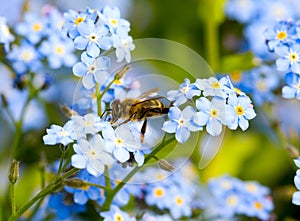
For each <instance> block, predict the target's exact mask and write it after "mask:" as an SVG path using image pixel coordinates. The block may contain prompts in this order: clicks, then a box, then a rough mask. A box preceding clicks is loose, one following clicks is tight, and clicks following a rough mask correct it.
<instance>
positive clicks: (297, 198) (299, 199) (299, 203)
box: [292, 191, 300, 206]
-=-=-
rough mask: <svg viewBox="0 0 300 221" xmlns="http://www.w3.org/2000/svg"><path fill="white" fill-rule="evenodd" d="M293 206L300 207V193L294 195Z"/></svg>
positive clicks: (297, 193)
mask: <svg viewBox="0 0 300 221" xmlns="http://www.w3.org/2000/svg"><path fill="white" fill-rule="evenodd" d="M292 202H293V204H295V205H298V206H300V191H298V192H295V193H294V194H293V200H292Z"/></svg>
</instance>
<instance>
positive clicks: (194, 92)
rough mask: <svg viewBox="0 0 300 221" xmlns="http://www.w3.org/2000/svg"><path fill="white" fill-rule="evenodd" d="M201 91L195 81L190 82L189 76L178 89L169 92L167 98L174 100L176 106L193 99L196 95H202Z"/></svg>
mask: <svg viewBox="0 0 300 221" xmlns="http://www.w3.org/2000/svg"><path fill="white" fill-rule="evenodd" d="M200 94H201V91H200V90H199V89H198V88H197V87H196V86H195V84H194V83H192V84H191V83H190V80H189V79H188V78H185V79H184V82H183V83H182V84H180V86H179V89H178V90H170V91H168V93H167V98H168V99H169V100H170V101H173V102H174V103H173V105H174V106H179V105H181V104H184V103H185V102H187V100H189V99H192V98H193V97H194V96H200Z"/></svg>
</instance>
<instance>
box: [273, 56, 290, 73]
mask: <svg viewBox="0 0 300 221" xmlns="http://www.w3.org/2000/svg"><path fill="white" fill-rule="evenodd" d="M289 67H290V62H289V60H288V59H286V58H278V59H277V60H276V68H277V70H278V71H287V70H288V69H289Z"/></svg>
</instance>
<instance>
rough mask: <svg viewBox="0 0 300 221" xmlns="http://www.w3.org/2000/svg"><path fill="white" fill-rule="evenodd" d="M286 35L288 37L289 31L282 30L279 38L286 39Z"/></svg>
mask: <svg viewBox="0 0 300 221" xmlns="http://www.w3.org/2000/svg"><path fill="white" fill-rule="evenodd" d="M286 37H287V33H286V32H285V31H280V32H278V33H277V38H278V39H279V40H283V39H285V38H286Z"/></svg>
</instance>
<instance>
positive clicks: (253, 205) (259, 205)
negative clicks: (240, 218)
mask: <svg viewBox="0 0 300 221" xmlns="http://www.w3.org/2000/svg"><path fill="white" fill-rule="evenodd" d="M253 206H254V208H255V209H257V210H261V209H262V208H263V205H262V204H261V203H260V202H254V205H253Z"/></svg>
-=-=-
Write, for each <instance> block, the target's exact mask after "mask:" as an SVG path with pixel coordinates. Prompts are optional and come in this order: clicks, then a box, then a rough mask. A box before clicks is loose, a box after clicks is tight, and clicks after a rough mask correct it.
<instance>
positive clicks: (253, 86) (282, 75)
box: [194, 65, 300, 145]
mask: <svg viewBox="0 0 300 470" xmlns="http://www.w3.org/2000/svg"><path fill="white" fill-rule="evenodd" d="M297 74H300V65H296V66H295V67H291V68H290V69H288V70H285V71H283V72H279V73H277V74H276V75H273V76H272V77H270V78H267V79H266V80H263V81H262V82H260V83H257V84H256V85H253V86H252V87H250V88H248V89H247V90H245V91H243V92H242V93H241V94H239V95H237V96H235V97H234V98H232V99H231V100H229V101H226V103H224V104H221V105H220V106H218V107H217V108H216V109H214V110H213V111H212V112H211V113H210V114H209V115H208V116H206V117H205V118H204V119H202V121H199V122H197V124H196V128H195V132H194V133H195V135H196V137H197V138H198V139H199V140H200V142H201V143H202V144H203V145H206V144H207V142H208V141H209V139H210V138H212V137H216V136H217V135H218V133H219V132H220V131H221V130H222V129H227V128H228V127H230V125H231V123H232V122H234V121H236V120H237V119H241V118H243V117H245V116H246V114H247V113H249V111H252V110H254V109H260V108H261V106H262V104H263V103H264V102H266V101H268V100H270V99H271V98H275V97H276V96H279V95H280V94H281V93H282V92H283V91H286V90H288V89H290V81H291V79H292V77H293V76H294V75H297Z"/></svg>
-=-=-
EXERCISE INSTRUCTIONS: In the data above, take everything from the line containing "For each <instance> block, predict" down to the line containing "box: [292, 191, 300, 206]" and replace "positive clicks" with "foreground clicks", leaving the rest unchanged. Give back only those lines.

SOLUTION FOR THIS PROBLEM:
For each <instance> block, predict the target's exact mask and write it after "mask:" as an SVG path using image pixel coordinates. The block may contain prompts in this order: clicks, then a box, then a rough mask. A box preceding clicks is loose, one following clicks is tight, and clicks following a rough mask correct it.
<instance>
foreground clicks: (297, 198) (299, 199) (299, 203)
box: [292, 191, 300, 206]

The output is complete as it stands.